### WORK ORDER
When you restate the entries that follow, keep every word exactly and drop the pictures.

### Items listed in a dataset
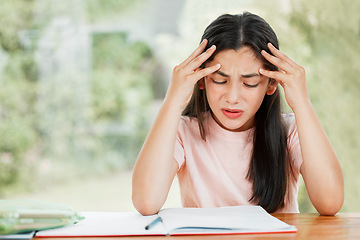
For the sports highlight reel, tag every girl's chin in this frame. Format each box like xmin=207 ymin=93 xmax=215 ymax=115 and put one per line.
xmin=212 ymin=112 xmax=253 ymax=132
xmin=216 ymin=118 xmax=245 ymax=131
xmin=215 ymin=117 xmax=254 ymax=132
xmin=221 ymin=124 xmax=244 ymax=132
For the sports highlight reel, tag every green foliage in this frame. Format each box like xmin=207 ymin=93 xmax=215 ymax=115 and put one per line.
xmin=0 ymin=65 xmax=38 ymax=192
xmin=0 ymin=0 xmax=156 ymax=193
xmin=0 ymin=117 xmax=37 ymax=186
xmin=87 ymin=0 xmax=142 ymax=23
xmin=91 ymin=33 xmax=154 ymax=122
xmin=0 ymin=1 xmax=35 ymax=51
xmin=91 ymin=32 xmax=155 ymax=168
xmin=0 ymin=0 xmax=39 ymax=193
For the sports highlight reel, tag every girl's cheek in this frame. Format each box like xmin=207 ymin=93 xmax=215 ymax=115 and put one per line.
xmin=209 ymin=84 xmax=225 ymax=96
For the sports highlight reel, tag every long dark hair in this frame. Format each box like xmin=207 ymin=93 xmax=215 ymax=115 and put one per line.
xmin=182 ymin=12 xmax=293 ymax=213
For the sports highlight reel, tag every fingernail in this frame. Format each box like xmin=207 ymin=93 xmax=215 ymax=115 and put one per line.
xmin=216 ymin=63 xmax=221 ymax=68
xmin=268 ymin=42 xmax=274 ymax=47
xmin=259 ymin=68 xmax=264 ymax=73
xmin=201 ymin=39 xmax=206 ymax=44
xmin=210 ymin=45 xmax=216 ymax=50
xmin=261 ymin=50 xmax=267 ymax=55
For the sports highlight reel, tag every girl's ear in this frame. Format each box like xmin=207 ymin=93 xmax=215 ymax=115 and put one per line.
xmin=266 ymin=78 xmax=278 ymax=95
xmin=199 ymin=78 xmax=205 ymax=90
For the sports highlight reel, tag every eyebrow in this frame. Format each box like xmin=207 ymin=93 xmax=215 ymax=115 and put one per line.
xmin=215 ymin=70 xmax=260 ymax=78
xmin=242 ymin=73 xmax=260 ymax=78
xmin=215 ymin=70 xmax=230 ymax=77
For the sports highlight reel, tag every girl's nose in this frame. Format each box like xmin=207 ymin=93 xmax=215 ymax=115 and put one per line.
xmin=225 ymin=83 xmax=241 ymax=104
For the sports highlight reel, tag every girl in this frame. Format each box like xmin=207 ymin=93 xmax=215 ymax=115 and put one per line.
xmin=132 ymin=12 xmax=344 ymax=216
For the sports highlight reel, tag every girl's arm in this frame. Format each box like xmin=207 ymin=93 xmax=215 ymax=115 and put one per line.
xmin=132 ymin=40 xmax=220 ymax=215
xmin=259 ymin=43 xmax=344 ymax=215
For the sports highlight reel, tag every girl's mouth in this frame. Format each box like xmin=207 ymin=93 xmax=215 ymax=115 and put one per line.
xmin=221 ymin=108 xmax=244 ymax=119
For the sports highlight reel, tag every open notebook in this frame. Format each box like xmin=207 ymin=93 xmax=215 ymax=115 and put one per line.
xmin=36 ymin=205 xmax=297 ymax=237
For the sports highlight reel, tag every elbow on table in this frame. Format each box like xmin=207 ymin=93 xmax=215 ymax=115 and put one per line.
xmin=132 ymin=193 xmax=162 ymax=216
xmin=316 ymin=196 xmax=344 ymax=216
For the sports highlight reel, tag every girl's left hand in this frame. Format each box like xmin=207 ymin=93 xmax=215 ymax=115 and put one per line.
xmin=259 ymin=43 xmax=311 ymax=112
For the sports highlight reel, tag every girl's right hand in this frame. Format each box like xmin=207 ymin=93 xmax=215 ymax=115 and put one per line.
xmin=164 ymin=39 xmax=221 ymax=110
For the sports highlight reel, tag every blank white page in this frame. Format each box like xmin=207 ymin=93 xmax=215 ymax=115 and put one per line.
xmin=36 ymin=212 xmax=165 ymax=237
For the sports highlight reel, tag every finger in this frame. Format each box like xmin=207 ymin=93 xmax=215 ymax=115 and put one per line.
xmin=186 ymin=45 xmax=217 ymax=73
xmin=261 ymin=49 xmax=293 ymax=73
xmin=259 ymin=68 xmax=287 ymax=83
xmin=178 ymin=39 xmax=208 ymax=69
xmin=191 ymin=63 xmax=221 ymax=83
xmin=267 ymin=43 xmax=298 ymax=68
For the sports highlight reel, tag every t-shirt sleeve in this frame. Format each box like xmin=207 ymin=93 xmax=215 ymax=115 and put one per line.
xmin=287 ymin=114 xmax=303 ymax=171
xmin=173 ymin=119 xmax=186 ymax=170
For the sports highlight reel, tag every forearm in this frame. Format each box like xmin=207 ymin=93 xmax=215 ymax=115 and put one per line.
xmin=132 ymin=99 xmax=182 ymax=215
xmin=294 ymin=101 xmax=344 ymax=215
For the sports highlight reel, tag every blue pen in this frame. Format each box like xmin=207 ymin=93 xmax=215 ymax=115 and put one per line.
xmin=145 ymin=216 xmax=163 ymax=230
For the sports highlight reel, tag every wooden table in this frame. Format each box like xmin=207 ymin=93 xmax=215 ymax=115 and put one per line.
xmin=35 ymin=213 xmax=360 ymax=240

### YOUR SOLUTION
For the sports highlight reel, tag every girl's chin in this frame. Format each box like xmin=207 ymin=93 xmax=215 ymax=115 and put one per line.
xmin=212 ymin=112 xmax=253 ymax=132
xmin=216 ymin=118 xmax=245 ymax=131
xmin=215 ymin=117 xmax=254 ymax=132
xmin=221 ymin=124 xmax=244 ymax=132
For the sports highlight reel, tag every green foliage in this frame. Format each box like xmin=207 ymin=93 xmax=215 ymax=115 and put one per line.
xmin=0 ymin=65 xmax=38 ymax=192
xmin=0 ymin=0 xmax=156 ymax=193
xmin=0 ymin=117 xmax=37 ymax=186
xmin=87 ymin=0 xmax=142 ymax=23
xmin=91 ymin=33 xmax=154 ymax=122
xmin=0 ymin=1 xmax=35 ymax=51
xmin=91 ymin=32 xmax=155 ymax=168
xmin=0 ymin=0 xmax=39 ymax=193
For the sports highlight reel, tag every girl's cheek in this frame. Format each box like xmin=207 ymin=93 xmax=215 ymax=115 and put one per line.
xmin=209 ymin=84 xmax=225 ymax=96
For the sports highlight reel, tag every long dark hair in this frame. Format each box like xmin=207 ymin=93 xmax=215 ymax=115 and put one per line.
xmin=182 ymin=12 xmax=293 ymax=213
For the sports highlight reel, tag every fingernail in this frame. Format each box like xmin=207 ymin=93 xmax=215 ymax=115 and put one per line.
xmin=216 ymin=63 xmax=221 ymax=68
xmin=268 ymin=42 xmax=274 ymax=47
xmin=259 ymin=68 xmax=264 ymax=73
xmin=201 ymin=39 xmax=206 ymax=44
xmin=210 ymin=45 xmax=216 ymax=50
xmin=261 ymin=50 xmax=267 ymax=55
For the sports highlight reel, tag every girl's ear in this frame. Format each box like xmin=207 ymin=93 xmax=215 ymax=115 and put one per line.
xmin=266 ymin=78 xmax=278 ymax=95
xmin=199 ymin=78 xmax=205 ymax=90
For the sports highlight reel, tag every eyebrow in this frame. Format each box like xmin=207 ymin=93 xmax=215 ymax=115 and put one per line.
xmin=215 ymin=70 xmax=260 ymax=78
xmin=242 ymin=73 xmax=260 ymax=78
xmin=215 ymin=70 xmax=230 ymax=77
For the sports highlight reel, tag every girl's nose in this frame. Format each box like xmin=207 ymin=93 xmax=215 ymax=115 and put one per line.
xmin=225 ymin=83 xmax=241 ymax=104
For the sports highlight reel, tag every girl in this frame. Format each box like xmin=207 ymin=93 xmax=215 ymax=115 and put one per line.
xmin=132 ymin=12 xmax=344 ymax=216
For the sports highlight reel, tag every girl's arm in this frame. Format each box like xmin=207 ymin=93 xmax=215 ymax=115 and put one per line.
xmin=132 ymin=40 xmax=220 ymax=215
xmin=259 ymin=43 xmax=344 ymax=215
For the sports highlight reel, tag every girl's mouth in this frame. Format each box like xmin=207 ymin=93 xmax=215 ymax=115 and put one per line.
xmin=221 ymin=108 xmax=244 ymax=119
For the sports highlight reel, tag every open notebook in this frame. Format each box like xmin=207 ymin=93 xmax=215 ymax=115 and put one per line.
xmin=36 ymin=205 xmax=297 ymax=237
For the sports highlight reel, tag every elbow on table in this frame. Format each box like xmin=207 ymin=93 xmax=215 ymax=115 and put one per line.
xmin=132 ymin=193 xmax=162 ymax=216
xmin=316 ymin=196 xmax=344 ymax=216
For the sports highlight reel, tag every girl's left hand in this frame. Format each box like xmin=207 ymin=93 xmax=215 ymax=115 and put one per line.
xmin=259 ymin=43 xmax=311 ymax=112
For the sports highlight reel, tag every girl's right hand in this frame. Format each box like xmin=207 ymin=93 xmax=215 ymax=115 and put one per line.
xmin=164 ymin=39 xmax=221 ymax=110
For the sports highlight reel, tag every blank white page in this frame. Format each box like xmin=207 ymin=93 xmax=215 ymax=115 and put one per line.
xmin=36 ymin=212 xmax=165 ymax=237
For the sports highlight reel, tag every finger in this frame. Format each box like xmin=207 ymin=93 xmax=215 ymax=115 and put one per line.
xmin=186 ymin=45 xmax=217 ymax=73
xmin=261 ymin=49 xmax=293 ymax=73
xmin=259 ymin=68 xmax=287 ymax=83
xmin=178 ymin=39 xmax=208 ymax=69
xmin=191 ymin=63 xmax=221 ymax=83
xmin=267 ymin=43 xmax=298 ymax=68
For the sports highlight reel, tag every t-shirt sleeve in this frame. Format each box like xmin=207 ymin=93 xmax=215 ymax=115 and put one per line.
xmin=287 ymin=114 xmax=303 ymax=171
xmin=173 ymin=119 xmax=186 ymax=170
For the sports highlight reel, tag every forearm in this frame. Format each box like xmin=207 ymin=93 xmax=215 ymax=115 and put one per line.
xmin=132 ymin=99 xmax=182 ymax=215
xmin=294 ymin=101 xmax=344 ymax=215
For the sports highlight reel, tag every blue pen in this frame. Format each box like xmin=207 ymin=93 xmax=215 ymax=115 and put one per line.
xmin=145 ymin=216 xmax=163 ymax=230
For the sports highlight reel, tag every wooden table in this frame. Format each box like xmin=207 ymin=93 xmax=215 ymax=115 and put one per line.
xmin=35 ymin=213 xmax=360 ymax=240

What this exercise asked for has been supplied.